**研究報告抜粋**
研究課題/領域番号 |
21J20176
|
配分区分 | 補助金 |
研究機関 | 筑波大学 |
特別研究員 |
蓮沼 寛介 筑波大学, 人間総合科学学術院, 特別研究員(DC1)
|
研究期間 (年度) |
2021-04-28 – 2024-03-31
|
キーワード | 外側中隔 / 攻撃行動 / 社会的不安 / エストロゲン / マウス |
研究実績の概要 |
外側中隔(lateral septum: LS)に発現するエストロゲン受容体(estrogen receptor: ER)αとERβは、攻撃行動や不安の制御に寄与する可能性が示唆されている。特に、攻撃行動の制御にはERαとERβで異なる機能をはたすと考えられている。先行研究から、ERβは不安の制御に重要な役割を持つことが明らかにされており、LSにおいてERβは不安を介して攻撃行動の制御に関わる可能性がある。しかしながら、詳細な機能は依然不明である。そこで本研究は、LSのERαとERβが、攻撃行動の表出に果たす機能の解明を目的とする。仮説として、ERαは直接攻撃行動を促進する一方で、ERβは不安の抑制を介して間接的に攻撃行動を抑制していると予想される。 2021年度に遂行した実験1では、雄マウスのLSにおいてERαとβの発現阻害を行い、攻撃行動及び不安の表出に及ぼす影響を検討した。その結果、LSのERβの発現阻害に伴い、社会的場面における不安が亢進することを明らかにした。この結果は、LSのERβが社会的場面における個体の不安レベルを抑制的に制御する可能性を示唆するものである。さらに、実験2において、LSのERαとERβがどのような神経回路上に発現するかについて、神経細胞種特異的な神経トレーサーの導入により検討する。それにより、LSのERαとERβが異なる神経投射回路を通じて、行動の制御に異なる機能を果す可能性を明らかにした。 これらの結果を受け2022年度は、ERα及びERβ陽性細胞の神経活動操作による攻撃行動表出への影響の検討を行う。
|
現在までの達成度 (区分) |
現在までの達成度 (区分)
2: おおむね順調に進展している
理由
研究実施計画の実験1と実験2まで終了している。2022年度には、実験3として、ERα及びERβ陽性細胞の神経活動操作による攻撃行動表出への影響の検討を予定していた。しかしながら、本研究で使用するERβ-creマウスにおいて、攻撃行動の安定した表出がみられないことが、検討実験の段階で明らかになった。実験3では、DREADDシステムによるERβ陽性細胞特異的な神経活動操作を攻撃行動実験中に行うことで、攻撃行動表出がどのように変化するかを検討する予定であった。そのため、神経活動操作を行わない段階においてベースラインとなる攻撃行動の表出が必須であった。これらのことから、実験3を行うにあたり、攻撃行動テストの方法の見直しが必要になったため、実験開始が遅れている。しかしながら、実験全体の進捗としてはおおむね順調である。

**記録一覧**
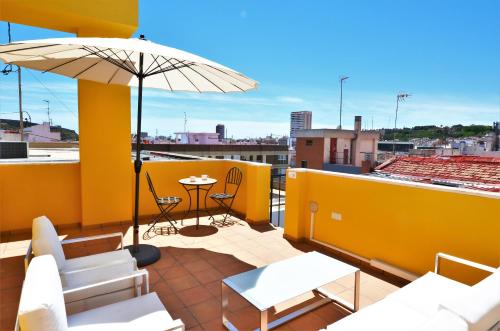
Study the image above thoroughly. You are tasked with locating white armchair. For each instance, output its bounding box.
[25,216,143,314]
[327,253,500,331]
[16,255,184,331]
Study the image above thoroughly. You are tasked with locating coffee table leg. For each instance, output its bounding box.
[260,309,267,331]
[354,270,361,311]
[221,282,229,329]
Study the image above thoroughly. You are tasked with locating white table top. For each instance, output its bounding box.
[179,177,217,185]
[223,252,359,311]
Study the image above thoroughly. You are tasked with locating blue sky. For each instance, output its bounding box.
[0,0,500,137]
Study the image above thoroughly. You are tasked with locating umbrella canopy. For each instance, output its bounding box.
[0,35,257,266]
[0,38,257,93]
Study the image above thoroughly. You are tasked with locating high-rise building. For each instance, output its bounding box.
[215,124,226,141]
[290,111,312,139]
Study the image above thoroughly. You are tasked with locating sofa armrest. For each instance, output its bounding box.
[63,269,149,294]
[434,252,497,275]
[61,232,123,249]
[24,240,33,274]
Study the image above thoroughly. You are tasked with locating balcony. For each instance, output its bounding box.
[0,160,500,330]
[0,214,405,330]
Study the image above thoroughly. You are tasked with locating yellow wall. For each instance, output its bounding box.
[0,160,271,231]
[0,162,81,231]
[285,169,500,282]
[0,0,138,225]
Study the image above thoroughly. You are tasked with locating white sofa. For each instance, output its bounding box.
[327,253,500,331]
[25,216,143,314]
[16,255,184,331]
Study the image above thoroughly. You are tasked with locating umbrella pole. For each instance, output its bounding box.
[126,48,161,267]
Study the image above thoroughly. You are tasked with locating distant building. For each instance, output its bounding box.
[371,155,500,192]
[175,132,220,145]
[295,116,380,173]
[215,124,226,141]
[143,144,289,174]
[378,140,415,153]
[290,111,312,146]
[24,122,61,142]
[278,136,288,146]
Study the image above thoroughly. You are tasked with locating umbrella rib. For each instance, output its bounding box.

**課題**
研究報告のうち「2: おおむね順調に進展している」で始まり「としてはおおむね順調である。」まで続く部分を、「おおむね」を「ほぼ」に改めて書き直してください。 記録は研究報告とは別の出典から取られたものです。

**解答**
2: ほぼ順調に進展している
理由
研究実施計画の実験1と実験2まで終了している。2022年度には、実験3として、ERα及びERβ陽性細胞の神経活動操作による攻撃行動表出への影響の検討を予定していた。しかしながら、本研究で使用するERβ-creマウスにおいて、攻撃行動の安定した表出がみられないことが、検討実験の段階で明らかになった。実験3では、DREADDシステムによるERβ陽性細胞特異的な神経活動操作を攻撃行動実験中に行うことで、攻撃行動表出がどのように変化するかを検討する予定であった。そのため、神経活動操作を行わない段階においてベースラインとなる攻撃行動の表出が必須であった。これらのことから、実験3を行うにあたり、攻撃行動テストの方法の見直しが必要になったため、実験開始が遅れている。しかしながら、実験全体の進捗としてはほぼ順調である。